BRIEF –
Repeat the data exactly, so that every line matches the original.

INPUT RECORDS –
-- Opening Marker --

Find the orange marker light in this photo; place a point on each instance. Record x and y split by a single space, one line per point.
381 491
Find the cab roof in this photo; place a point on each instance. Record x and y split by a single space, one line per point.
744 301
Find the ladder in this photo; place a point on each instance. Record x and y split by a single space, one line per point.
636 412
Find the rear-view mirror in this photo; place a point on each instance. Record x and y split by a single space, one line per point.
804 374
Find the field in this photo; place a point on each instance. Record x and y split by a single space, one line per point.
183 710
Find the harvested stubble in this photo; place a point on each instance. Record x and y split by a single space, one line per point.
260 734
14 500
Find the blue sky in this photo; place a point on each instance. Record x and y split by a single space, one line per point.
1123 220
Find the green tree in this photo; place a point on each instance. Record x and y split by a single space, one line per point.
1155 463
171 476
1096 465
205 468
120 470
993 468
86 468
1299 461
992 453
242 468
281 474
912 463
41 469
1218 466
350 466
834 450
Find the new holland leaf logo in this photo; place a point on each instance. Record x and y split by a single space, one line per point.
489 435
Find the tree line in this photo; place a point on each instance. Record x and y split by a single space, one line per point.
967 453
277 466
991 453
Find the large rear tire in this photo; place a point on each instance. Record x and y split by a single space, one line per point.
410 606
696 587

-- Closing Marker --

SOLUTION BELOW –
Find the orange marker light in this photo; place a point on each instance. Record x and y split by a single space, one line per point.
381 491
Find the cab roof in this photo; place a point on each instance. Record x and y split by a single space, one line per point.
744 301
Find the ladder in this photo; place a point on each instance. Record x and y split by a single space, one line per point.
636 412
Find the rear-view mirror in this photo; place a point on each instance. Record x and y split by a single space, one line per point.
804 374
Find the field in this photo; place a point on each instance. Record x and y split by a single space, one line per point.
183 710
Find the harvested stubble in this photo; place a point on each instance. Record x and y split by a single space, one line per point.
260 734
14 500
Find the blue sky in this photo; place a point on each instance. Record x and y split by a single space, one line per point.
1123 220
Find the green tree in this photo; place a point on each instance. Record x and y split by a single space, one line per point.
1155 463
171 476
1096 465
205 468
120 470
993 468
86 468
1299 461
992 453
242 468
281 474
912 463
41 469
1218 466
350 466
834 450
Find the new holland leaf logo in this photo; place a point on each instance. Record x and y split by a single space, one line per point.
489 435
Find the tree line in this photo; place a point on each instance. Record x and y split by a single space, one line per point.
967 453
277 466
991 453
Find the large rear tire in this photo; place a point on each instance. Record x and y split by a single space, one line per point.
410 606
696 587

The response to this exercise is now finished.